# 给定文本:
▶

TCGA数据库的normal样本不够可以拿GTEx来凑

生信技能树

发布于 2020-07-14 11:47:53

7.1K0

太多人问到：自己想挖掘的癌症，虽然是在TCGA数据库有数据，但是normal（癌旁样品或者血液）太少了，做差异分析什么的， 会面临样本数量不平衡问题，是否可以纳入GTEx数据库的正常组织转录组测序数据。

GTEx，The Genotype-Tissue Expression (GTEx) project，首次被提出来是2013年，上百位科学家联名在Nature Genetics杂志发表的文章首次介绍了“基因型-组织表达工程”，并成立了“基因型-组织表达研究联盟”。The GTEx has catalogued gene expression in >9,000 samples across 53 tissues from 544 healthy individuals.
TCGA，The cancer genome altas，https://cancergenome.nih.gov/ ，是由National Cancer Institute ( NCI, 美国国家癌症研究所) 和 National Human Genome Research Institute (NHGRI, 国家人类基因组研究所) 合作建立的癌症研究项目，通过收集整理癌症相关的各种组学数据。The Cancer Genome Atlas (TCGA) has quantified gene expression levels in >12000 samples from >33 cancer types.

其实是没办法简单的回答是否可以整合TCGA和GTEx数据库，或者说该如何结合，这背后的统计学略微有点复杂，不仅仅是批次效应。发表在Sci Data. 2018; 的文章：Unifying cancer and normal RNA sequencing data from different sources 就比较详细的说明了TCGA和GTEx数据库的转录组数据的天然差异：

sequencing platform and chemistry, personnel, details in the analysis pipeline, etc
基因表达量范围：4-10 (log2 of normalized_count) for TCGA, and 0-4 (log2 of RPKM) for GTEx

全部代码共享在：GitHub (https://github.com/mskcc/RNAseqDB).

统一TCGA和GTEx定量流程

最近一篇发表在SR，17 February 2020 的文章：Variability in estimated gene expression among commonly used RNA-seq pipelines 比较了常见转录组测序数据分析流程对定量拿到的表达矩阵的影响：

We compared gene expression values from common samples (4,800 tumor samples from TCGA and 1,890 normal-tissue samples from GTEx) processed by the pipelines to understand how gene expression quantification is impacted by differences in data processing.

◀

[数据集条目]

▶

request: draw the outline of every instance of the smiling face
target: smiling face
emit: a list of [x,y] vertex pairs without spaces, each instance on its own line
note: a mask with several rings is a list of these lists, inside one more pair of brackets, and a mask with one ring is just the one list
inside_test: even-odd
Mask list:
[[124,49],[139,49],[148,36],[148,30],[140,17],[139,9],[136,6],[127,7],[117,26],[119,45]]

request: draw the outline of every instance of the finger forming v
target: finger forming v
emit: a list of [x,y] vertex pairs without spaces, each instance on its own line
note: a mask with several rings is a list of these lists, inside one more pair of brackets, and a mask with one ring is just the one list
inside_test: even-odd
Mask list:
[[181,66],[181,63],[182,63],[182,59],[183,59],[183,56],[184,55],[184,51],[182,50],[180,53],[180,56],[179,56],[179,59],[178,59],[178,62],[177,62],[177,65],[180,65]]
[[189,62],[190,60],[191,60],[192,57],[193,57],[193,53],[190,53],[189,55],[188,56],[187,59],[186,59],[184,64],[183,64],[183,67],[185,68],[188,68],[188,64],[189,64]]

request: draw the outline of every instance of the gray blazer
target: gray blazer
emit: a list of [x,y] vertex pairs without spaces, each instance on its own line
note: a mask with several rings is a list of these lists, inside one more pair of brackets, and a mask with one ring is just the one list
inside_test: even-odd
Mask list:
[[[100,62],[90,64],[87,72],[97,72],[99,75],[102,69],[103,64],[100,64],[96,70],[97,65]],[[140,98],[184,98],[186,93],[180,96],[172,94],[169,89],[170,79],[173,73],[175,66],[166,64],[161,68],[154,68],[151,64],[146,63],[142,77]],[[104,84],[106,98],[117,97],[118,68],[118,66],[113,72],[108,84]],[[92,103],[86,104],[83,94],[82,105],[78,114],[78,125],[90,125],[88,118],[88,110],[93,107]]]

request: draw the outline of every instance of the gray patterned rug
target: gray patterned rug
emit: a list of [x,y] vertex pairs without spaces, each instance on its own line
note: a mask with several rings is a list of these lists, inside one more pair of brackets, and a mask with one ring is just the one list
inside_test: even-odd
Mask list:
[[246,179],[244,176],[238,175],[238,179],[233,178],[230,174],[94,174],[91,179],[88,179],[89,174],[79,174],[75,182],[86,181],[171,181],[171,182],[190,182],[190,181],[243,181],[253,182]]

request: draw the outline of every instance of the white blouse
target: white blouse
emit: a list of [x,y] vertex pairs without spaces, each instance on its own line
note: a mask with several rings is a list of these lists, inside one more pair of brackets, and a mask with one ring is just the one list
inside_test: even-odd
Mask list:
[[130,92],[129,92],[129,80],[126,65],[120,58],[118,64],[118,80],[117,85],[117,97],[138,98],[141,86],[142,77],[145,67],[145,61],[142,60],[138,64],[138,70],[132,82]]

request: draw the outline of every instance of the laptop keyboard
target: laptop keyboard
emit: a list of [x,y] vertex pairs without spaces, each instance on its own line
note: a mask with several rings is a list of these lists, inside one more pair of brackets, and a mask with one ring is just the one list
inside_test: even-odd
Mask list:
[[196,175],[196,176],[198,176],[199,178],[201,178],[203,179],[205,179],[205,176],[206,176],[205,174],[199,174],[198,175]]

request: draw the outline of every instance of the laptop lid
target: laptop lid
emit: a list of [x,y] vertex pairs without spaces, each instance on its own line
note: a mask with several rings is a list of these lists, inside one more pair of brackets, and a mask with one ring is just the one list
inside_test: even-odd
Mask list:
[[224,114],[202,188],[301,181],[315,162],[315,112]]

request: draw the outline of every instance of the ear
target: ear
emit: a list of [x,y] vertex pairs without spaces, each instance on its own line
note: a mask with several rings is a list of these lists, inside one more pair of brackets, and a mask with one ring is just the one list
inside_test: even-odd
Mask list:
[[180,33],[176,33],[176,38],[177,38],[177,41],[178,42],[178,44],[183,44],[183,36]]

◀

# 任务要求:
请从关于TCGA与GTEx数据整合的文章中逐字抄录一段：从含有“发布于 2020-07-14 11:47:53”的文字开始，到“544 healthy individuals.”之后为止。

# 任务解答:
发布于 2020-07-14 11:47:53

7.1K0

太多人问到：自己想挖掘的癌症，虽然是在TCGA数据库有数据，但是normal（癌旁样品或者血液）太少了，做差异分析什么的， 会面临样本数量不平衡问题，是否可以纳入GTEx数据库的正常组织转录组测序数据。

GTEx，The Genotype-Tissue Expression (GTEx) project，首次被提出来是2013年，上百位科学家联名在Nature Genetics杂志发表的文章首次介绍了“基因型-组织表达工程”，并成立了“基因型-组织表达研究联盟”。The GTEx has catalogued gene expression in >9,000 samples across 53 tissues from 544 healthy individuals.